* [DOCUMENT SECTION]:
START

There is an easy way forward on farm policy, and it is not contained in either the House or Senate versions of the Farm Bill that are about be considered by a conference committee. The answer is to extend current law, minus the indefensible direct payments program that almost everyone agrees needs to go.
Ranking the current farm subsidy proposals in the bills that have been approved by the Senate and the House helps shed light on what’s happening, and why extending current law—with simple, common-sense reforms—is the best and most realistic option. Rankings generally use a positive scale, say from one to ten, where ten is great and one is abysmal. But from an economic efficiency and equity (income redistribution) perspective, neither of the farm subsidy proposals passed by the House and the Senate deserves even a ranking of one. So let’s use a scale of minus 10 (diabolically irresponsible) to 0 (at least does no more harm than current law).
We should start with the truly feckless House Farm Bill, which genuinely earns its ranking of minus 10. Why does the House farm bill represent such a nadir in farm policy initiatives, and why is it worse even than current law and the Senate bill?
First, it would introduce an astonishingly wasteful and distortive new price support program, called price loss coverage (PLC). PLC would cost taxpayers billions of dollars each year if prices for crops such as corn, wheat and soybeans moderate towards their longer run historical levels, as is quite likely over the next five years. It also guarantees rice and peanut producers very large subsidies in most years, and will allocate most of the total subsidies to the largest 15% of farms whose owners on average earn over $140,000 per year and whose wealth is measured in multiple millions of dollars. All of this from a brand new program.
Second, the House bill includes a new heavily subsidized crop insurance program (called the supplemental coverage option) that is likely to cost taxpayers over $2 billion a year—about 20% of which will flow to crop insurance companies for almost no work and absolutely no risk (the CBO cost estimates for this program, which are much lower than this number, are widely viewed as gross underestimates). Once again a new program.
Third, the House bill places no limits on crop insurance subsidies to individual farms, which in the case of thousands of the largest and richest farms, exceed $100,000 a year and, in some cases, one million dollars a year. Regardless of their political persuasion, who believes that is a just and equitable use of tax payer funds? Probably no one: apart from the recipients, legislators from the constituencies in which they reside, and crop insurance companies and agents.

END

* [STATED TASK 1]: Retype the part of the farm bill commentary starting at "Ranking the current" and ending at "than current law).".

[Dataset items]
START

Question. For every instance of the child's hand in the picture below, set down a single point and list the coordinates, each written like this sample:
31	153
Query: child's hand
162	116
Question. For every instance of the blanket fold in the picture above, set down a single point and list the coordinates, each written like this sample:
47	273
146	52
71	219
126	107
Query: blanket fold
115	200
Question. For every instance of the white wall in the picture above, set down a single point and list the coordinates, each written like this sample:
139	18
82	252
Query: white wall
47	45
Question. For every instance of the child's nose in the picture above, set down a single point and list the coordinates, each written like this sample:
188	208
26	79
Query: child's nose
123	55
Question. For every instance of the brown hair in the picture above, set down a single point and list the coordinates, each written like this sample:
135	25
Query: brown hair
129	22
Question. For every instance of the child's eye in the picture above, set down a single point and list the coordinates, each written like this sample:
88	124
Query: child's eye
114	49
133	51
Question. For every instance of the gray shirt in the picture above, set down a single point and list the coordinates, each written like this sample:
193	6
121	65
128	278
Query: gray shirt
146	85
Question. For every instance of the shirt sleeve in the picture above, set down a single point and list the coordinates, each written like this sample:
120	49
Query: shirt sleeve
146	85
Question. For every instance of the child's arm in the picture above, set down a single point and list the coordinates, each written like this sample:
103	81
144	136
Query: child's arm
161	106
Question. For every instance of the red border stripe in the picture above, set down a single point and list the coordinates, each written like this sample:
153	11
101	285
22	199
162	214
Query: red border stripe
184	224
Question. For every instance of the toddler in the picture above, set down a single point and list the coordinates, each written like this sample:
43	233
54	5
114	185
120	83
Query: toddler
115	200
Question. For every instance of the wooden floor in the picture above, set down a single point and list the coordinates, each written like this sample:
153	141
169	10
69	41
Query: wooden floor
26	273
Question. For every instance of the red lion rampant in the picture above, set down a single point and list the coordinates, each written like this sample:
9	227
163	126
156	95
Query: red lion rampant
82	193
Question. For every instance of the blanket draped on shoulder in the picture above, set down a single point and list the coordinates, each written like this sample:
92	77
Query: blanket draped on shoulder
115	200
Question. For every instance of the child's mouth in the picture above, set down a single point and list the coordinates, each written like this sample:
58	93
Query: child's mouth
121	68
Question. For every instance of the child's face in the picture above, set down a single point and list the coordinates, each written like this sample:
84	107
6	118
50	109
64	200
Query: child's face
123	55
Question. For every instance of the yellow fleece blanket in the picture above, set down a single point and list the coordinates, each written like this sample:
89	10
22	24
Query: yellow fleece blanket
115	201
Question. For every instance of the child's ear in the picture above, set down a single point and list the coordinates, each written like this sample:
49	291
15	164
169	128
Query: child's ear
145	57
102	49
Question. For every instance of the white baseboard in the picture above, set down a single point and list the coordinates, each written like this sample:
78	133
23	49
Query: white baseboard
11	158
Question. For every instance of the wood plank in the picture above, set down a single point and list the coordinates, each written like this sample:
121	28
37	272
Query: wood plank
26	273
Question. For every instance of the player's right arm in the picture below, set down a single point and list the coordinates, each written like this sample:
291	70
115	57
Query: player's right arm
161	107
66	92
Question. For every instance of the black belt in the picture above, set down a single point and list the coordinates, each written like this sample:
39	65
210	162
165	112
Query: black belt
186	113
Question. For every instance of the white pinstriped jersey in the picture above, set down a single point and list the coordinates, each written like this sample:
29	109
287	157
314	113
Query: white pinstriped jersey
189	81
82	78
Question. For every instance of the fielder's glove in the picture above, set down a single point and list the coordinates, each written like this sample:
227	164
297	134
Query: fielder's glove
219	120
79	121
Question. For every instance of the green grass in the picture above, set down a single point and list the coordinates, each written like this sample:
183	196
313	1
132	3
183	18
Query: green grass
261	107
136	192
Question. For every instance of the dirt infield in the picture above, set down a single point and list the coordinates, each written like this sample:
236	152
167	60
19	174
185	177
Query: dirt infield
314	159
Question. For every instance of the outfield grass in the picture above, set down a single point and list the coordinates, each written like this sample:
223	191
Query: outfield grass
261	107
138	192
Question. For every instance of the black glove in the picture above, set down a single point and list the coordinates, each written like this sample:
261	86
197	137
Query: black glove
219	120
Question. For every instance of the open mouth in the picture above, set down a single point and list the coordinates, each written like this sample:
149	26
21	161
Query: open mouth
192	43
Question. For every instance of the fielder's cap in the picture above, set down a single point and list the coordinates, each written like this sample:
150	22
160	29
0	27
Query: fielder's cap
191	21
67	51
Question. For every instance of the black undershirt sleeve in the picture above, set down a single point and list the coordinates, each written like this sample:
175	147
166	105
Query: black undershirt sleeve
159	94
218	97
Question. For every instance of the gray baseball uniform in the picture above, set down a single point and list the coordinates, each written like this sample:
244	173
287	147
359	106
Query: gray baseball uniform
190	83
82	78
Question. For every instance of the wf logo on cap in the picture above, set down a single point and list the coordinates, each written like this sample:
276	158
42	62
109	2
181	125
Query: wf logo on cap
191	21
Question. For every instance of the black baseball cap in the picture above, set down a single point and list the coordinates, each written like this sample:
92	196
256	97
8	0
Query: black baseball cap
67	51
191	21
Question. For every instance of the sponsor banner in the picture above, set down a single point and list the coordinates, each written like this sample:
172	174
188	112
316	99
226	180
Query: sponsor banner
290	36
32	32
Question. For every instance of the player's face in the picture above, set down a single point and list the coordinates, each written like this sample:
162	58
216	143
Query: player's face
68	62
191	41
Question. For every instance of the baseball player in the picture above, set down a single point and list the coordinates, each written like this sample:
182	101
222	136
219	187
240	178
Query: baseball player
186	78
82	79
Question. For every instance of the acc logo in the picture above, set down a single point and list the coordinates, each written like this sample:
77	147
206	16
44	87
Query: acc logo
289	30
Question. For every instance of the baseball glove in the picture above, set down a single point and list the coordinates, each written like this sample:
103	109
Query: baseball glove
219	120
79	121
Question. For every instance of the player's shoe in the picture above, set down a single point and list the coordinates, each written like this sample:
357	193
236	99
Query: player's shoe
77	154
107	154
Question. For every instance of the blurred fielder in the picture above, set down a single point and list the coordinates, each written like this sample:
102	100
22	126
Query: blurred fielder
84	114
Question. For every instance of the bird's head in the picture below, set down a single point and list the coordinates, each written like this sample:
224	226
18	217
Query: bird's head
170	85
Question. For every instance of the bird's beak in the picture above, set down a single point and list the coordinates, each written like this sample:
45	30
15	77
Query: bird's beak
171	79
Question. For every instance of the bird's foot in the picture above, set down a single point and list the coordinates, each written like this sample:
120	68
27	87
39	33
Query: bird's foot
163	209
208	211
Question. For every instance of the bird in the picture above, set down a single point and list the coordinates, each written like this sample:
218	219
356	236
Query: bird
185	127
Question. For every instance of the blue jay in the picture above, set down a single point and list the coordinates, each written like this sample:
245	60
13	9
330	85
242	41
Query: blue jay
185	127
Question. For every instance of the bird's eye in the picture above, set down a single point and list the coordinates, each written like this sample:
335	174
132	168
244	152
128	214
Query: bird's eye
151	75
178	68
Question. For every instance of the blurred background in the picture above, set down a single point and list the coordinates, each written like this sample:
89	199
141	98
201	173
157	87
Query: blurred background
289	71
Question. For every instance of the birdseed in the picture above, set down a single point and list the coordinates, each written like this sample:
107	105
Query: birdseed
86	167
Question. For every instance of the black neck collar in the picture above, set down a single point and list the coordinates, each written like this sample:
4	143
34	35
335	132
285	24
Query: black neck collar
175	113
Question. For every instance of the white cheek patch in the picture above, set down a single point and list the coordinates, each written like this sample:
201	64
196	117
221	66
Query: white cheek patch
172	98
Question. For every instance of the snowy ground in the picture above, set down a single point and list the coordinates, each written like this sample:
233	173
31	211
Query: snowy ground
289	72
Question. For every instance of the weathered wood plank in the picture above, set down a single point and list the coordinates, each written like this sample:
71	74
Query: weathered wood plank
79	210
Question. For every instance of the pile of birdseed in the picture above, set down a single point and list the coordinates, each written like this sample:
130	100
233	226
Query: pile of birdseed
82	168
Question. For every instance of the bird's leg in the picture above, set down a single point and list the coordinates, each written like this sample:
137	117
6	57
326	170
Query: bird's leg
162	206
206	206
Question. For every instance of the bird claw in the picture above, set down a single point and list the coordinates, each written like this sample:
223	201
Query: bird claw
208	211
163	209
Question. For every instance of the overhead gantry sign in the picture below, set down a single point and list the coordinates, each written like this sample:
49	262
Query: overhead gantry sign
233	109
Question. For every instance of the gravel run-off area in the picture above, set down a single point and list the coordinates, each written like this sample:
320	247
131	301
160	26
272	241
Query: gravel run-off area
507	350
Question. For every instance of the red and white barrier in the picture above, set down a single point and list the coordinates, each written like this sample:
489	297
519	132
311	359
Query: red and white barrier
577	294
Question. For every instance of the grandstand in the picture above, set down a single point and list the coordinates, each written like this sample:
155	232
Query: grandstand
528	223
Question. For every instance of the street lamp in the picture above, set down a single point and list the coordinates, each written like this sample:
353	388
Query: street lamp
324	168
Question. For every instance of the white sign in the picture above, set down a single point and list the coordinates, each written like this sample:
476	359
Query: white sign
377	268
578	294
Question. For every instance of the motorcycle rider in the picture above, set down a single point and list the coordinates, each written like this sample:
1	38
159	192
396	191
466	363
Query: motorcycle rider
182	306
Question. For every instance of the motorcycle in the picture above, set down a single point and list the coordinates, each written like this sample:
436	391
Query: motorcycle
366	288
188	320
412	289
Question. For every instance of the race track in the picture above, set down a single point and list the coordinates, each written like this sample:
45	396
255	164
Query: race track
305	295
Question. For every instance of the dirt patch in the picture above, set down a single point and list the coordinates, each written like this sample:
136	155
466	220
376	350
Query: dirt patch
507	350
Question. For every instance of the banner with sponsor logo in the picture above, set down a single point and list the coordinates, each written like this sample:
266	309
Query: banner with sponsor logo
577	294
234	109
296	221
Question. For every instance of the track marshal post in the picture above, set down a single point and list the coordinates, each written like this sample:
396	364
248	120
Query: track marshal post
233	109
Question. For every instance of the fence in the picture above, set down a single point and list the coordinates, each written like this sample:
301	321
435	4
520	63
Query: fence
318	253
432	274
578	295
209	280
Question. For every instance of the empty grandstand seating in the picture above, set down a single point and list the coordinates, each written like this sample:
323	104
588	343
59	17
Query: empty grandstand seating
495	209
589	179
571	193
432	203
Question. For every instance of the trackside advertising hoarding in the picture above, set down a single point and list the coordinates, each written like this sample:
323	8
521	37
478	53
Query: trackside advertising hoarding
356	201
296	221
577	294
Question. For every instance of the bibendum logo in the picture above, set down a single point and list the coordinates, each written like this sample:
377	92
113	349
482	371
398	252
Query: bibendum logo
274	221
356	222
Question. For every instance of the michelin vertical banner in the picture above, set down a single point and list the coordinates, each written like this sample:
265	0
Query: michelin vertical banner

END

* [STATED TASK 2]: Put the lines of the records starting at the line containing "Question. For every instance of the bibendum" and ending at the last line of the records into a Markdown table. Use the columns Row and Line, give each line a row number, and leave out blank lines.

* [REPLY 1]:
Ranking the current farm subsidy proposals in the bills that have been approved by the Senate and the House helps shed light on what’s happening, and why extending current law—with simple, common-sense reforms—is the best and most realistic option. Rankings generally use a positive scale, say from one to ten, where ten is great and one is abysmal. But from an economic efficiency and equity (income redistribution) perspective, neither of the farm subsidy proposals passed by the House and the Senate deserves even a ranking of one. So let’s use a scale of minus 10 (diabolically irresponsible) to 0 (at least does no more harm than current law).

* [REPLY 2]:
| Row | Line |
|---|---|
| 1 | Question. For every instance of the bibendum logo in the picture above, set down a single point and list the coordinates, each written like this sample: |
| 2 | 377	92 |
| 3 | 113	349 |
| 4 | 482	371 |
| 5 | 398	252 |
| 6 | Query: bibendum logo |
| 7 | 274	221 |
| 8 | 356	222 |
| 9 | Question. For every instance of the michelin vertical banner in the picture above, set down a single point and list the coordinates, each written like this sample: |
| 10 | 265	0 |
| 11 | Query: michelin vertical banner |